Information provided:
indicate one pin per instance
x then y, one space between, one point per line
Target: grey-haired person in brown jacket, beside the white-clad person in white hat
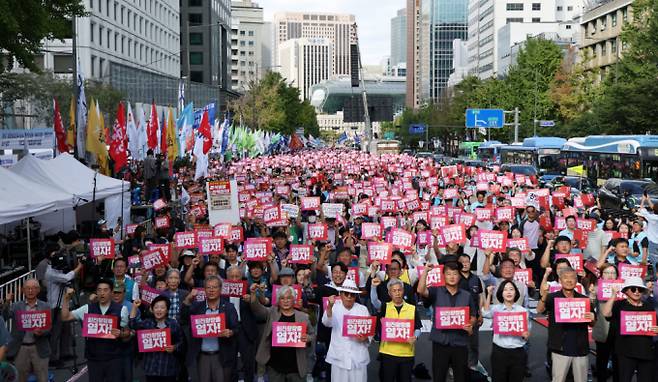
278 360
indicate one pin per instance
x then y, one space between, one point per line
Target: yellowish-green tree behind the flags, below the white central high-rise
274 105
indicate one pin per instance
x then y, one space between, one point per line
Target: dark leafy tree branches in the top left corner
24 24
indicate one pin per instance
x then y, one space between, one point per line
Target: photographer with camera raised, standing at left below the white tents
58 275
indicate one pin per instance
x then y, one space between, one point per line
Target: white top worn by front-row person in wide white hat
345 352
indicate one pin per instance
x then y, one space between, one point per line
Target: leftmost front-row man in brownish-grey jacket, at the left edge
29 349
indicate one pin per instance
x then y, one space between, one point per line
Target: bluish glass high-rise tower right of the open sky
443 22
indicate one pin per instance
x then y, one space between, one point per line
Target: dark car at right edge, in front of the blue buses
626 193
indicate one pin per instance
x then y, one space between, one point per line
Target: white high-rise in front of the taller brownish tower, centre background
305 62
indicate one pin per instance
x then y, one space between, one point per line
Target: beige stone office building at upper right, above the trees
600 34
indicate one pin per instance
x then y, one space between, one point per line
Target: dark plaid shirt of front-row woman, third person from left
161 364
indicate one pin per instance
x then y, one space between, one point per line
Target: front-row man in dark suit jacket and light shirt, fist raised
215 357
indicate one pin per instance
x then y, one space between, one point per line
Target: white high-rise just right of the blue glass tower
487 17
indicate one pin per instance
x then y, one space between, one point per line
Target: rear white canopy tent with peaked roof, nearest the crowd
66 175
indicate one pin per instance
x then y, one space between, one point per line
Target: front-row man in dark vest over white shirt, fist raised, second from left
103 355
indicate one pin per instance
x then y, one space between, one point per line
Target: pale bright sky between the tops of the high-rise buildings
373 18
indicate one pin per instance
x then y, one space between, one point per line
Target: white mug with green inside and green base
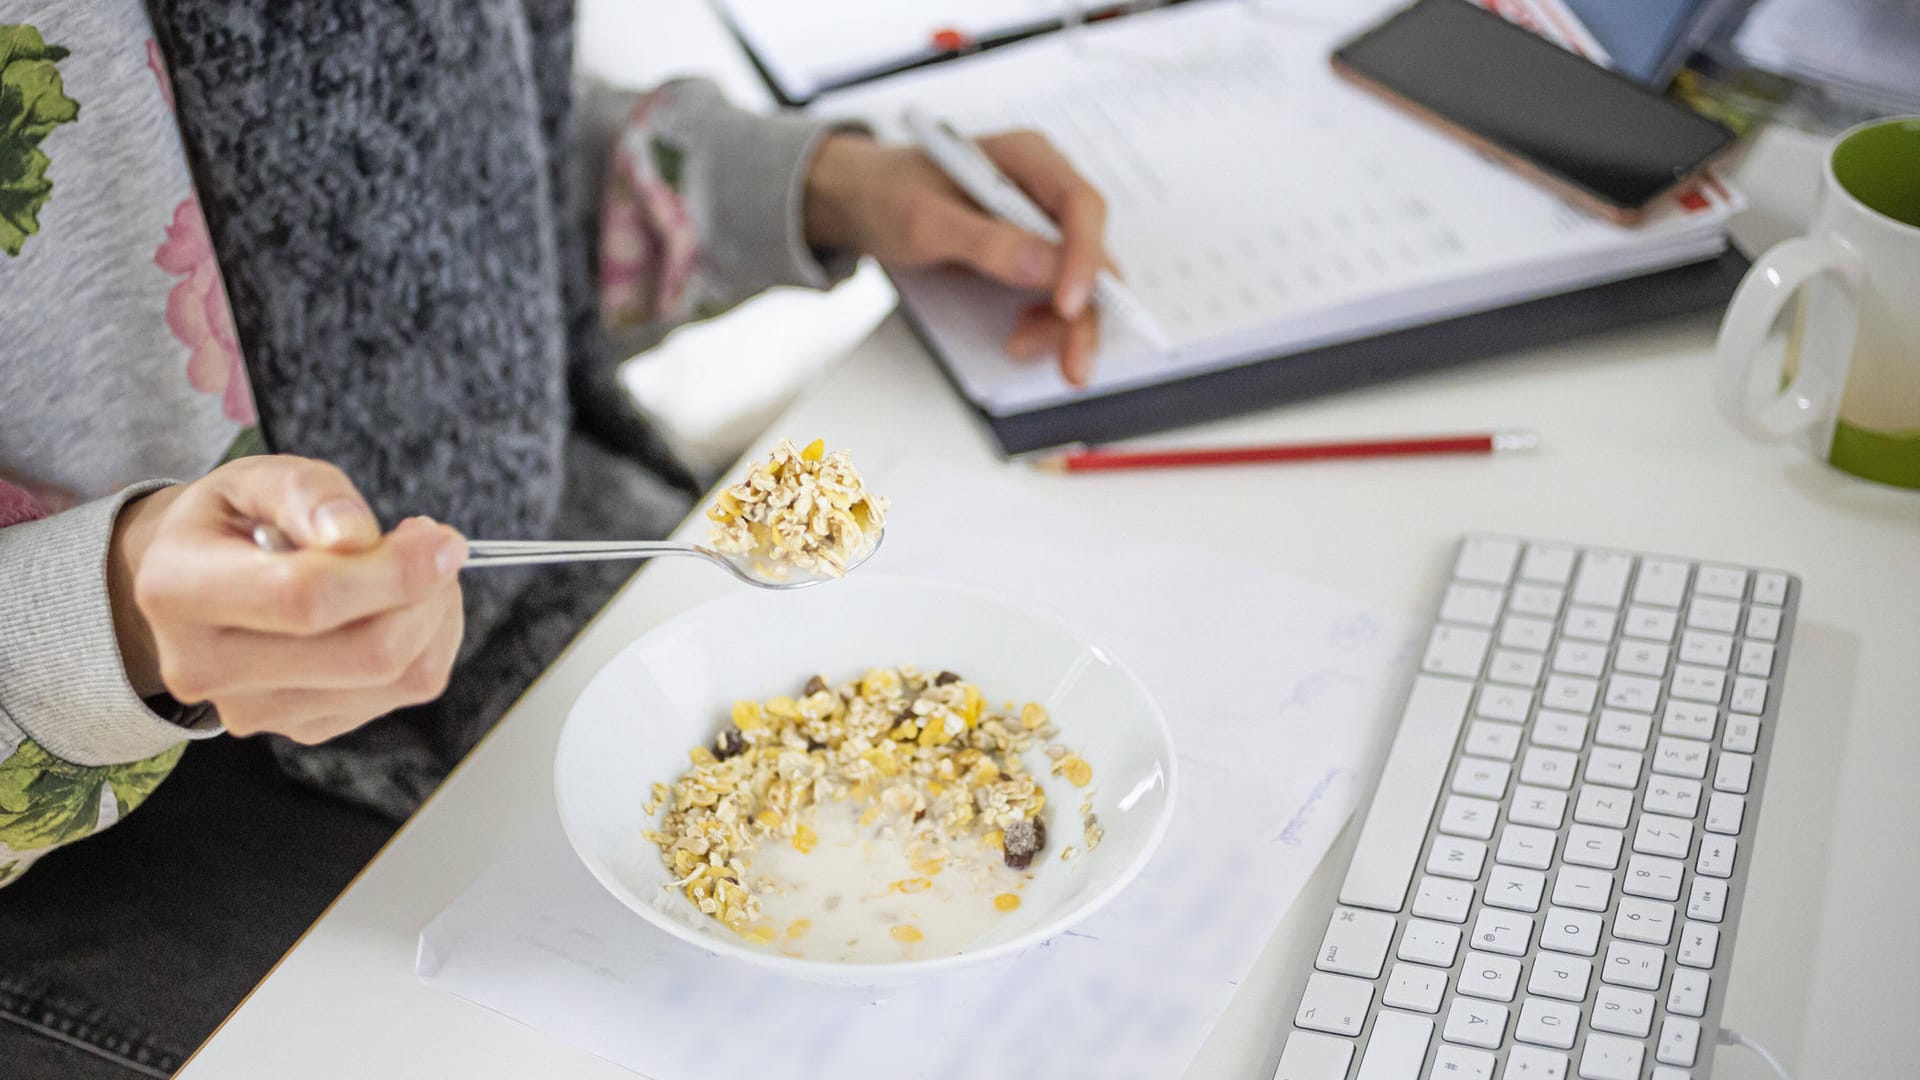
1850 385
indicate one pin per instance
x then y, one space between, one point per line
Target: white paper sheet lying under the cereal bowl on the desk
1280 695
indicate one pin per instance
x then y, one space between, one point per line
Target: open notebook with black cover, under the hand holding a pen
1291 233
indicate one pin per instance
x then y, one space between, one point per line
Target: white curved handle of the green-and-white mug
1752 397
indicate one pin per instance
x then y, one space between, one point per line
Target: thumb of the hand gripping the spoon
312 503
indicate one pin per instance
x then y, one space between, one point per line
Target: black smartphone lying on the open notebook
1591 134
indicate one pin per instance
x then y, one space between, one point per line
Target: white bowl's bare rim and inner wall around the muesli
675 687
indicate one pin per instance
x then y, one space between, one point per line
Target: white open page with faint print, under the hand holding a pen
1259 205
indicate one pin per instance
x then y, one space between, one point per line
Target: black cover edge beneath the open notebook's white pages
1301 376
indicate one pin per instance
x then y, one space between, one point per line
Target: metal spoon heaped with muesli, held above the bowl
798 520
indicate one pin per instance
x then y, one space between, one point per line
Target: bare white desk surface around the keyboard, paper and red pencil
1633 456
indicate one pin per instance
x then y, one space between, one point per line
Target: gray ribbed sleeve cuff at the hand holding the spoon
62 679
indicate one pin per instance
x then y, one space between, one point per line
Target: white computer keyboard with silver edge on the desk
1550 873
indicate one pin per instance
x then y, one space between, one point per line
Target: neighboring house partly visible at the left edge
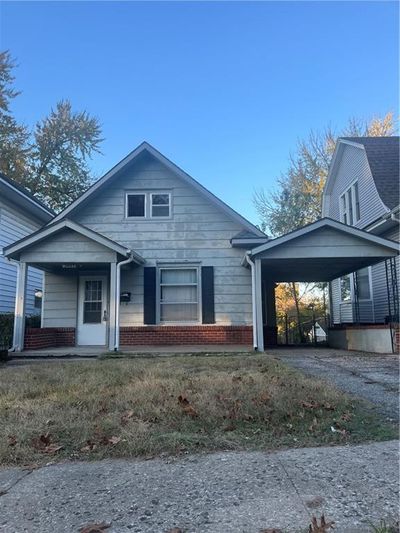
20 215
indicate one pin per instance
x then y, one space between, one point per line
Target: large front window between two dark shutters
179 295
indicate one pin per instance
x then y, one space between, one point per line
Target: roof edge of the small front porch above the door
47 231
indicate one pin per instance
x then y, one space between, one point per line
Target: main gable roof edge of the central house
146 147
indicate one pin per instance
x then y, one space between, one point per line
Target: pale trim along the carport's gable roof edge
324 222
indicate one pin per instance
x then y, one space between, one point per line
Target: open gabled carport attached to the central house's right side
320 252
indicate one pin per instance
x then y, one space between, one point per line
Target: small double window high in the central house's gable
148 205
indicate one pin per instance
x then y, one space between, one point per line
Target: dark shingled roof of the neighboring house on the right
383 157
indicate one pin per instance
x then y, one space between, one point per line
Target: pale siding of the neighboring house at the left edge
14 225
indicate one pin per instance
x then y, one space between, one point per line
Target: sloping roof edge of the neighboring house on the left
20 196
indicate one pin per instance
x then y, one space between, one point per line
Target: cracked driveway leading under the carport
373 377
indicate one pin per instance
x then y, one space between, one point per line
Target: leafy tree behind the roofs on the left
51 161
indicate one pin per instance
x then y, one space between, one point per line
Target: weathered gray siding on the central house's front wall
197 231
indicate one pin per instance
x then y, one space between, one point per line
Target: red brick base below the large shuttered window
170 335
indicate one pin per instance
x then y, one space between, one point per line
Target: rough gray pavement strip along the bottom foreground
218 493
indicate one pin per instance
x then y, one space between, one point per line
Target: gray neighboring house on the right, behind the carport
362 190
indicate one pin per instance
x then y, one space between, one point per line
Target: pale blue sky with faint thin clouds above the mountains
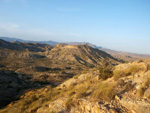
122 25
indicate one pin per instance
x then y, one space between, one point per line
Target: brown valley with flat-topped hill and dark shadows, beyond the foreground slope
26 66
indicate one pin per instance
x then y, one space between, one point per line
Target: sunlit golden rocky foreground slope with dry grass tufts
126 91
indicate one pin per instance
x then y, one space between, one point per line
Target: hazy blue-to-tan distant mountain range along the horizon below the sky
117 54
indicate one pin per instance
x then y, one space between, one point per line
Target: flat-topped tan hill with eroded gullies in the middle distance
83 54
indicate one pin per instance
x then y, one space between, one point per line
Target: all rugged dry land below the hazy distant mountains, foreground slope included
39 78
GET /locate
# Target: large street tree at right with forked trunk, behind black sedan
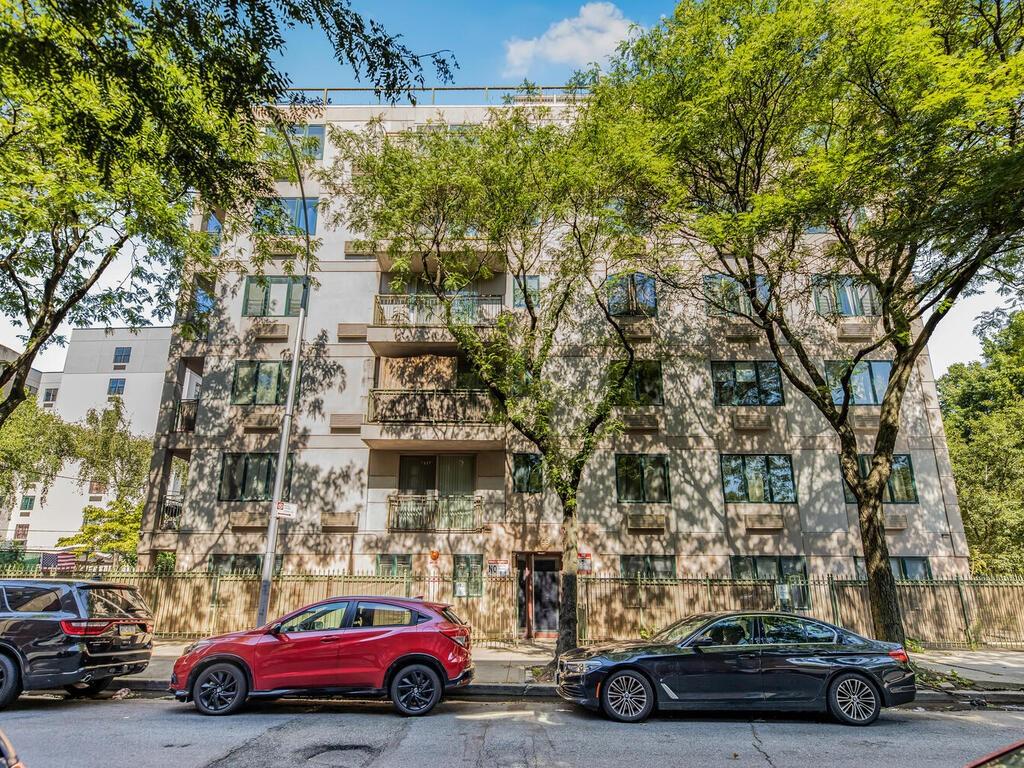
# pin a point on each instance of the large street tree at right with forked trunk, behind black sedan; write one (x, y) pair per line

Task goal:
For every line above that has "sedan" in it, copy the line.

Result for this task:
# Target: large street tree at right with forked trunk, behind black sedan
# pin a point on each instance of the large street tree at right with forked trunk, behind black sedan; write one (x, y) pair per line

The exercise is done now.